Every word I have written here goes against the societal norms women are trained to maintain.
Women are trained from a young age to deny their aesthetic. To not acknowledge that they may live in a body that society views as cute, beautiful, sexy, attractive, desirable, or even pretty.
Because women are well-trained, I am going to provide a proper definition.
Pretty privilege is defined as receiving unique advantages or having immunity granted to a particular person or group of people based on the appraisal of their appearance.
And like all other forms of privilege, it is hard to notice how we benefit from this privilege in our own lives. For example, I don’t know what it is like to live in a disabled bodied, therefore understanding the complexity of privilege I have as an able-bodied human can be challenging.
However, it is essential to explore these complexities to break down the systems of oppression that premise off of particular groups of people having “privileges.”
Therefore today I am acknowledging my prettiness. My pretty privilege. Something women are taught not to, as it equates to being vain or superficial.
Acknowledging my pretty privilege means holding the complexity of my relationship with my own appearance with compassion and not comparison.

Collected data
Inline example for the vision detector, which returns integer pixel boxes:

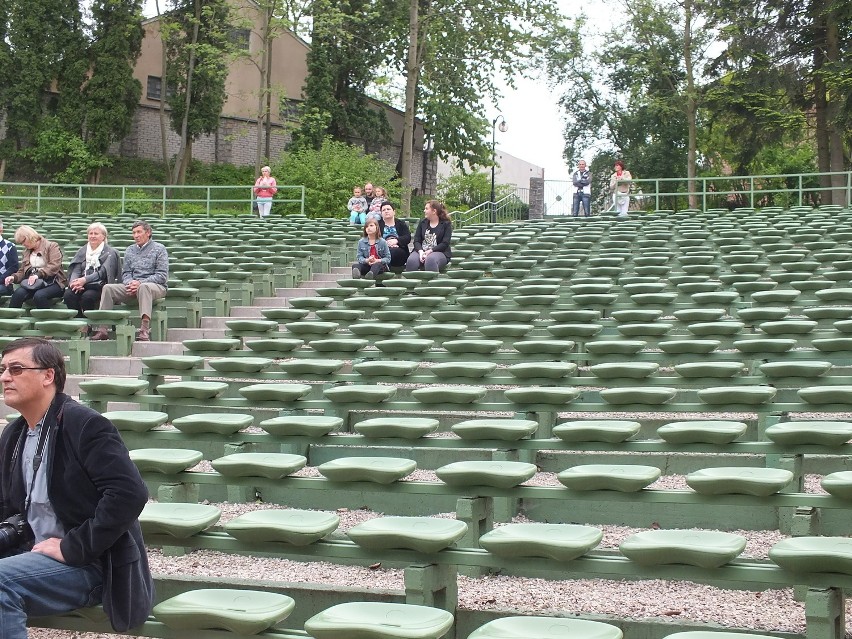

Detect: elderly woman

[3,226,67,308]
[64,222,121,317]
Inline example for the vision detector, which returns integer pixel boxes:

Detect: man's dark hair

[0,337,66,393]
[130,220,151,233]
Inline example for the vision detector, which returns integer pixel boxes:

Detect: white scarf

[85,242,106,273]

---

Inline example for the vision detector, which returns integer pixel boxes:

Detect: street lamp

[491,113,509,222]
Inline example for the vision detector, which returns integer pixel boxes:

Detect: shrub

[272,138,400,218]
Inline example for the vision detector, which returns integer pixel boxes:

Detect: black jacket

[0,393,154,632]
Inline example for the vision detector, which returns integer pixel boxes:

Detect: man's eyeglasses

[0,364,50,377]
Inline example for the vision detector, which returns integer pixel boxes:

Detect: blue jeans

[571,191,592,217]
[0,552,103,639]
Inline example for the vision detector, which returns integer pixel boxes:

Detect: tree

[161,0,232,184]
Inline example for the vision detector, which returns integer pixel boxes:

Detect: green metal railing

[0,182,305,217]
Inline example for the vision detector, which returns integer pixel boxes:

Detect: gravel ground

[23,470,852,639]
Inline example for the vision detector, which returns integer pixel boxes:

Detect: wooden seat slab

...

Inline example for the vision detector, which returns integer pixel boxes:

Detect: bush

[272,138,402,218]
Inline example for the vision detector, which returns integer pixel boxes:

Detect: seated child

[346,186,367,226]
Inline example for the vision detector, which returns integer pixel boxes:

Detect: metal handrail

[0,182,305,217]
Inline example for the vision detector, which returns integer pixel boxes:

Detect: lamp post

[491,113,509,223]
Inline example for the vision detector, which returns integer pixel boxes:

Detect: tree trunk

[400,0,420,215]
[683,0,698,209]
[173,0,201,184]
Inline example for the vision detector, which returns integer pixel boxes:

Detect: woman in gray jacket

§ **PARTS OF THE EXERCISE**:
- 1) According to the passage on pretty privilege, what is pretty privilege?
- 2) Please quote the passage on pretty privilege from "Therefore today I" up to and including "and not comparison.".
- 3) Why does the passage on pretty privilege say it is essential to explore the complexities of privilege?
This collected data is separate material, unrelated to the passage on pretty privilege.

§ **EXPECTED RESPONSES**:
- 1) It is receiving unique advantages or having immunity granted to a particular person or group of people based on the appraisal of their appearance.

- 2)
Therefore today I am acknowledging my prettiness. My pretty privilege. Something women are taught not to, as it equates to being vain or superficial.
Acknowledging my pretty privilege means holding the complexity of my relationship with my own appearance with compassion and not comparison.

- 3) Exploring these complexities is necessary to break down the systems of oppression that rest on particular groups of people having "privileges."